== Exercise data

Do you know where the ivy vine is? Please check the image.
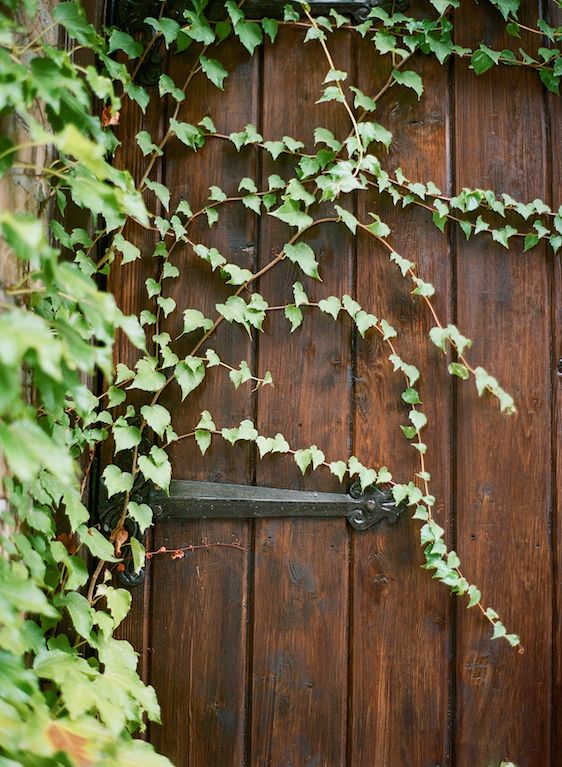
[0,0,562,767]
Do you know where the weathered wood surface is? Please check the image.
[454,3,548,767]
[150,41,258,767]
[250,30,353,767]
[113,0,562,767]
[351,12,452,767]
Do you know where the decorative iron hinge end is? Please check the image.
[345,482,405,532]
[98,474,152,588]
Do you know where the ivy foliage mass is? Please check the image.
[0,0,562,767]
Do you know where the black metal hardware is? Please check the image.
[97,428,154,588]
[149,480,404,530]
[98,474,152,588]
[108,0,408,86]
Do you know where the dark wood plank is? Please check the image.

====

Written exercise ▸ Begin at the line that contains "Do you know where the weathered" and stop after the last line of the items. Turn those lines into a numbered list, leaving out blank lines.

The output ▸
1. Do you know where the weathered wood surface is? Please check the image.
2. [454,3,548,767]
3. [150,41,258,767]
4. [250,30,353,767]
5. [113,0,562,767]
6. [351,12,452,767]
7. Do you know where the decorative iron hinge end is? Please check the image.
8. [345,482,405,532]
9. [98,474,152,588]
10. Do you know where the ivy foliage mass is? Please check the image.
11. [0,0,562,767]
12. Do you know where the black metal hardware is? Please check the image.
13. [97,428,154,588]
14. [149,480,404,530]
15. [98,474,152,588]
16. [108,0,408,86]
17. Do you know where the dark wood plank is? Please check the image.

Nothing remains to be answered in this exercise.